*Compiti ed esercizi:*
- 1) Secondo l'estratto selezionato, di quali metalli il procuratore Francesco Greco ha riferito livelli superiori alla norma negli esami sui liquidi biologici?
- 2) Scriva il seguito dell'articolo sulla morte di Imane Fadil, a partire dalla sua ultima frase.

*Estratto selezionato:*
Al via i “carotaggi” sugli organi di Imane Fadil, la teste chiave dei processi del Rubygate morta in circostanze misteriose lo scorso 1° marzo alla clinica Humanitas di Rozzano, alle porte di Milano. Dopo i prelievi sui tessuti avrà luogo l’autopsia. Nell’istituto di medicina legale di piazzale Gorini sono arrivati anche il procuratore aggiunto Tiziana Siciliano e il pm Luca Gaglio per fare il punto su come procedere agli accertamenti insieme al pool dell’anatomopatologa Cristina Cattaneo.
Nel corpo della giovane c’erano tracce di metalli pesanti “anche cento volte” più alte del normale. “Dagli esami sui liquidi biologici effettuati sono stati trovati livelli superiori rispetto alla norma di antimonio e cadmio”, ha spiegato lunedì il procuratore di Milano Francesco Greco. Sono anche state trovate tracce di molibdeno, cobalto e cromo sia nelle urine che nel sangue della ragazza. Prima di pronunciarsi definitivamente sulla vicenda, però, il procuratore ha detto di voler aspettare “l’esito degli esami autoptici”.

*Record forniti:*
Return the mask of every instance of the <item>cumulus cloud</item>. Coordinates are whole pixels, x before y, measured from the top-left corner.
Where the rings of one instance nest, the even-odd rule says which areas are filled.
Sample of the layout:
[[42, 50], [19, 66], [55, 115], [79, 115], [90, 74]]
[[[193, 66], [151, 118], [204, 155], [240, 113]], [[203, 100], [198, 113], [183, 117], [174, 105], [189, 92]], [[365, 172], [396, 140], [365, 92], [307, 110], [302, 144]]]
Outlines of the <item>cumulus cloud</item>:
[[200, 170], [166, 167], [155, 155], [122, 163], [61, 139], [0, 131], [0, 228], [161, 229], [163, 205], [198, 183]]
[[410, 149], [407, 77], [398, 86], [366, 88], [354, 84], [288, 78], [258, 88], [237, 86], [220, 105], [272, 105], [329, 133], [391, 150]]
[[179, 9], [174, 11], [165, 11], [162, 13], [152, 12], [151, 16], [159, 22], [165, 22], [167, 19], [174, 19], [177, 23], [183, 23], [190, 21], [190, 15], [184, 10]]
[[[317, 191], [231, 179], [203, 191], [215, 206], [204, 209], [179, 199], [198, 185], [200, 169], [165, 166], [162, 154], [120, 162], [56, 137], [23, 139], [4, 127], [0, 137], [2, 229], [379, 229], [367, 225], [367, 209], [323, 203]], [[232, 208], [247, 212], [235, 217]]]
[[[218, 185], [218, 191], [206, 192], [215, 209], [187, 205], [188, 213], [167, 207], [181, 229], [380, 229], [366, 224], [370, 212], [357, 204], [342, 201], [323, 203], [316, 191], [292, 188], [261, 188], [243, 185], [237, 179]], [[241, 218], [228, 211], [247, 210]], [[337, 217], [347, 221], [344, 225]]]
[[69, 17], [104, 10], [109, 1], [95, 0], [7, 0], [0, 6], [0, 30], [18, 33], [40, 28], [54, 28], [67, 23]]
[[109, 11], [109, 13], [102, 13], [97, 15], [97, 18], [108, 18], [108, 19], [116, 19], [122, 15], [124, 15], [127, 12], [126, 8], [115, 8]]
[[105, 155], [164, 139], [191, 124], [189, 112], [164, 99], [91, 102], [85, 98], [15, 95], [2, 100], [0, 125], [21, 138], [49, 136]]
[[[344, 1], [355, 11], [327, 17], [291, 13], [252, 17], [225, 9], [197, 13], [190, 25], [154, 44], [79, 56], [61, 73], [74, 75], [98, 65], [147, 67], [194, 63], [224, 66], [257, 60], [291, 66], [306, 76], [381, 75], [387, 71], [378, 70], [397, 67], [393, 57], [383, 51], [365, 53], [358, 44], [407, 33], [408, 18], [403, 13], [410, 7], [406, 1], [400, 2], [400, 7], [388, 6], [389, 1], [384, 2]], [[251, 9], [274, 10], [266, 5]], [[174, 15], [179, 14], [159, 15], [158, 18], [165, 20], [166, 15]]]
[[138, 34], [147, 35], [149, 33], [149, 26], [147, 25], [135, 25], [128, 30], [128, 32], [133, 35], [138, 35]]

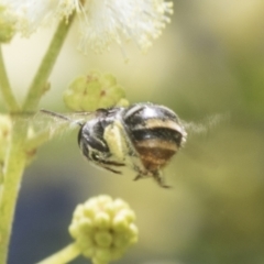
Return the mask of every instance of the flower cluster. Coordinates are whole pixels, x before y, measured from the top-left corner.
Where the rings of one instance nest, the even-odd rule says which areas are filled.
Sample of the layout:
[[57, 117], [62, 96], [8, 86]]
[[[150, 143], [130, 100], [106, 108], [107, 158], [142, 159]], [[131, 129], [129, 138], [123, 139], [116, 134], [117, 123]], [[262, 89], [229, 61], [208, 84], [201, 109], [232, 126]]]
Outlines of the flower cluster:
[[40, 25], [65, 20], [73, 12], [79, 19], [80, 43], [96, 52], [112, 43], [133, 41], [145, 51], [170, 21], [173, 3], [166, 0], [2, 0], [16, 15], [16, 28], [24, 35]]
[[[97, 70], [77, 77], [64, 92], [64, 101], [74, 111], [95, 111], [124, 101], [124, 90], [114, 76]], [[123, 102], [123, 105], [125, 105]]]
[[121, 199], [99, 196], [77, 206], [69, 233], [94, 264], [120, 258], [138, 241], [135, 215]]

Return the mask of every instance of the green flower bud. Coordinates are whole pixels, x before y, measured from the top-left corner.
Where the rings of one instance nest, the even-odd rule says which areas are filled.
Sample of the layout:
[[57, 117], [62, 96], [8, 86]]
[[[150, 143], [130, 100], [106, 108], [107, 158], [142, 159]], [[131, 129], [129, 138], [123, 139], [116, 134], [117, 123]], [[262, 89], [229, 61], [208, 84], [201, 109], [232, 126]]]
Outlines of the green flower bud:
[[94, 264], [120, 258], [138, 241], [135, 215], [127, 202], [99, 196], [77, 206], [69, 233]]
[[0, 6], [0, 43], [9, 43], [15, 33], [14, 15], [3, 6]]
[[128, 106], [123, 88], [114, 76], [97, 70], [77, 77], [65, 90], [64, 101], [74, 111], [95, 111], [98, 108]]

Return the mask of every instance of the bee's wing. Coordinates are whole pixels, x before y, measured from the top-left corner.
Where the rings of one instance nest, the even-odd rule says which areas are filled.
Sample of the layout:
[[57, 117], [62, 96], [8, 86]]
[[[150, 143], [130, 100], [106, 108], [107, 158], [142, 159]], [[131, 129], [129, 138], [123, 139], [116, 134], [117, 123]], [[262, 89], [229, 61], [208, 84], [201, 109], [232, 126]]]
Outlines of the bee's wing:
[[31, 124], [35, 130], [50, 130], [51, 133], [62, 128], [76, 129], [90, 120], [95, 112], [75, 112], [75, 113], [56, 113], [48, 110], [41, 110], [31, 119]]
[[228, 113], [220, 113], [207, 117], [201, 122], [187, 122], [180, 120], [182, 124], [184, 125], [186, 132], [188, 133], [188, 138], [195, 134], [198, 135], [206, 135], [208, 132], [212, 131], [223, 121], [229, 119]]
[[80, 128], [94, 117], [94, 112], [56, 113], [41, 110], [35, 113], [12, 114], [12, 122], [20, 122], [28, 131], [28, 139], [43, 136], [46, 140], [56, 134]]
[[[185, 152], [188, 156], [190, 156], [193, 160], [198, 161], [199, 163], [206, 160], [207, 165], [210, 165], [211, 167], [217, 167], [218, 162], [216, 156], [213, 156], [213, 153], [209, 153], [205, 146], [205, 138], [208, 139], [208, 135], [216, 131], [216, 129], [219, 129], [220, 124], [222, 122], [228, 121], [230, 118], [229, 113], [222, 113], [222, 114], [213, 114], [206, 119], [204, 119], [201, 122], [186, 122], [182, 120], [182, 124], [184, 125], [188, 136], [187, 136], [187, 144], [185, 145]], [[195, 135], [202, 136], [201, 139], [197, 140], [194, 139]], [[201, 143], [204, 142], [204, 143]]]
--
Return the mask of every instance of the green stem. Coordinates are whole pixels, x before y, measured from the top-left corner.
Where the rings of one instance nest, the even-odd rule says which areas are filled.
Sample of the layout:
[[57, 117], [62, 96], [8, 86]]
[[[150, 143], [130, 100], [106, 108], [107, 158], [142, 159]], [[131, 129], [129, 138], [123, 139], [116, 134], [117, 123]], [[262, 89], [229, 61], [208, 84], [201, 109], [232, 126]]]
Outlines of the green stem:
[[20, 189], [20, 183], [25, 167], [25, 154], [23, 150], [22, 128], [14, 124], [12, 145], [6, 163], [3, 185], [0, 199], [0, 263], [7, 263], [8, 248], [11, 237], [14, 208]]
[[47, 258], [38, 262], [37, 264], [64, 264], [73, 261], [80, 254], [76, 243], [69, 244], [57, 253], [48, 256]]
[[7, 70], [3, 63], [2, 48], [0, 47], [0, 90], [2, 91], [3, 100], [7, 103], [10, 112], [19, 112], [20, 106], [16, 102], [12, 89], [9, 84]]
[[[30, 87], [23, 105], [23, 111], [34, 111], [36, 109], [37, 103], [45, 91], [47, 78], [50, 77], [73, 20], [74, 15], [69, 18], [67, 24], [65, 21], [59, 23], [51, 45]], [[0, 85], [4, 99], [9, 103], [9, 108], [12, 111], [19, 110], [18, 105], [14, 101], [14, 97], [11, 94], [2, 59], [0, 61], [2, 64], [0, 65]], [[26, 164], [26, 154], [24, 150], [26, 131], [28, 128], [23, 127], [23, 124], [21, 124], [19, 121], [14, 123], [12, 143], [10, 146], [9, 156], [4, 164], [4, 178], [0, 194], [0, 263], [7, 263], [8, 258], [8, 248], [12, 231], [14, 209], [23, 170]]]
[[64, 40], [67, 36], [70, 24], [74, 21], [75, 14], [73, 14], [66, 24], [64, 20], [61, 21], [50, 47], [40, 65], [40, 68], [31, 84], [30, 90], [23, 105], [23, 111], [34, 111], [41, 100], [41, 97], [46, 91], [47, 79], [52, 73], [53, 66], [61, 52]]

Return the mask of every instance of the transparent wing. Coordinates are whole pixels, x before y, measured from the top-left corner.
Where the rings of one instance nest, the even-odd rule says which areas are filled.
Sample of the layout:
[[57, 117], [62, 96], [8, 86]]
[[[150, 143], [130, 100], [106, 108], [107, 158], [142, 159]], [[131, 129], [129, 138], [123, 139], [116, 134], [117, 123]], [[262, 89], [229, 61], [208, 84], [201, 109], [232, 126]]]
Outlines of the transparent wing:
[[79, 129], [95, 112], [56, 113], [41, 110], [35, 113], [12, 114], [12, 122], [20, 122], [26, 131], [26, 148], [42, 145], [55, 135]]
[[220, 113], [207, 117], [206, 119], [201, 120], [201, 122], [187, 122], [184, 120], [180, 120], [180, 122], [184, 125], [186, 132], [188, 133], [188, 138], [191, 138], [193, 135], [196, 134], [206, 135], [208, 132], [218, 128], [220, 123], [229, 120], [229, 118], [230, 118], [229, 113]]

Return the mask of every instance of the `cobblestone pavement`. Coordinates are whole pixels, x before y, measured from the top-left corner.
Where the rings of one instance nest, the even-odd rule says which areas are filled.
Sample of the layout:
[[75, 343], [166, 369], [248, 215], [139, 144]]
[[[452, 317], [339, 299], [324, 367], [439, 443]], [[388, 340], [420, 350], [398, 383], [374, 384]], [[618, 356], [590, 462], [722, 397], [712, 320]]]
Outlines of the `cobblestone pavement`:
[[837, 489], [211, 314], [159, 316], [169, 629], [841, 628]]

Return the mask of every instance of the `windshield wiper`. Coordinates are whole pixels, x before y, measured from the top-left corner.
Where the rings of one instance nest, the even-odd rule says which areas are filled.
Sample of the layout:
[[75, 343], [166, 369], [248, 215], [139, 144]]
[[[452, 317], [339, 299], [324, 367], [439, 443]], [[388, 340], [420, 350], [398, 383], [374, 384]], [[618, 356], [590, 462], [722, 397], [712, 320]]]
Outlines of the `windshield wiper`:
...
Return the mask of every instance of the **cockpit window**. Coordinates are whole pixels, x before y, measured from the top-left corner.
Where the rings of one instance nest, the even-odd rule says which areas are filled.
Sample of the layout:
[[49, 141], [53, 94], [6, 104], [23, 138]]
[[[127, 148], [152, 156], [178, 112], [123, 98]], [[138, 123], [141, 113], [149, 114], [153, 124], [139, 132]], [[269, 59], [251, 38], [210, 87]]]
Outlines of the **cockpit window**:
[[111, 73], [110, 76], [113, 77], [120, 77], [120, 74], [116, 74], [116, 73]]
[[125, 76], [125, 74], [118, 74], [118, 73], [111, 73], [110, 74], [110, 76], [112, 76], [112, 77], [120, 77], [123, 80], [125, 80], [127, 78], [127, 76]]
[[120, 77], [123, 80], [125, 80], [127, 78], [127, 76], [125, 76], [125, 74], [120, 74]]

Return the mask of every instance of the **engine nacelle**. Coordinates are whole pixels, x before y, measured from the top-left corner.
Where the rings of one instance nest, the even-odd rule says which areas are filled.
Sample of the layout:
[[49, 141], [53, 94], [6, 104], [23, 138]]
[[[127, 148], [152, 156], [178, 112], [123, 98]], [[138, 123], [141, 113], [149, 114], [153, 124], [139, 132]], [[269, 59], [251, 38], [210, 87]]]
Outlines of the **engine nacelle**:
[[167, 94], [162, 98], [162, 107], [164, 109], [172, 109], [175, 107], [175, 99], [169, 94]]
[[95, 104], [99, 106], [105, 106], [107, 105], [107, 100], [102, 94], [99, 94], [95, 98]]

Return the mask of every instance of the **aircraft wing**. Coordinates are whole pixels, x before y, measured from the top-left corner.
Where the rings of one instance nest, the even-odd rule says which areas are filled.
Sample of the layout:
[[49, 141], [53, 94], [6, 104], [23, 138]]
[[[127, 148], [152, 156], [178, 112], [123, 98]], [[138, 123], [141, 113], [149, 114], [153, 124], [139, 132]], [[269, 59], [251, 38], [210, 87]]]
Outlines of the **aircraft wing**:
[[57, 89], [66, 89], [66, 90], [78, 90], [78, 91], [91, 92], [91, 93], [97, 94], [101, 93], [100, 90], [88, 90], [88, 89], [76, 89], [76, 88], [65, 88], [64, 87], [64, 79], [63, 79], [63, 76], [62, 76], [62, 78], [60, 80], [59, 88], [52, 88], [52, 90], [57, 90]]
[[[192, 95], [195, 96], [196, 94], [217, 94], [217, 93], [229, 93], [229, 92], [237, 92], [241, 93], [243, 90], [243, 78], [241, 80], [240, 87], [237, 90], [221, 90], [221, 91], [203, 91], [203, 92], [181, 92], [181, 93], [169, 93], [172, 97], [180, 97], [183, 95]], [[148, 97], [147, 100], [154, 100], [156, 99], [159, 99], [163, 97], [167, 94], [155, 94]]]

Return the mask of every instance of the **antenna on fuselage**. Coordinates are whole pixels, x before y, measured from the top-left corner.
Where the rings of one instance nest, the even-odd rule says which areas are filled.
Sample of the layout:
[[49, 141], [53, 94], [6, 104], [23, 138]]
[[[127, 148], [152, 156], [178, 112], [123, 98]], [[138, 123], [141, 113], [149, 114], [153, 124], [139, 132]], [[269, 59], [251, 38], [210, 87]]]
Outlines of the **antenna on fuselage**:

*Serie di risposte:*
- 1) Antimonio e cadmio.

- 2)
Per i pm milanesi, al momento, l’ipotesi dell’avvelenamento e quella della morte naturale hanno pari dignità. Da quanto si è saputo, la modella 34enne è stata ricoverata il 29 gennaio con i sintomi di una malattia autoimmune, che inizialmente è stata ritenuta Lupus. Con il passare dei giorni, però, questa diagnosi è stata scartata perché la paziente presentava sintomi di diverse patologie che hanno portato alla progressiva degenerazione sia del midollo osseo che di tutti gli organi interni. Per gli inquirenti si è trattato del “cosiddetto multi organ failure”, ossia del collasso progressivo degli organi interni, e proprio per questo è particolarmente complesso individuare le cause della morte della giovane.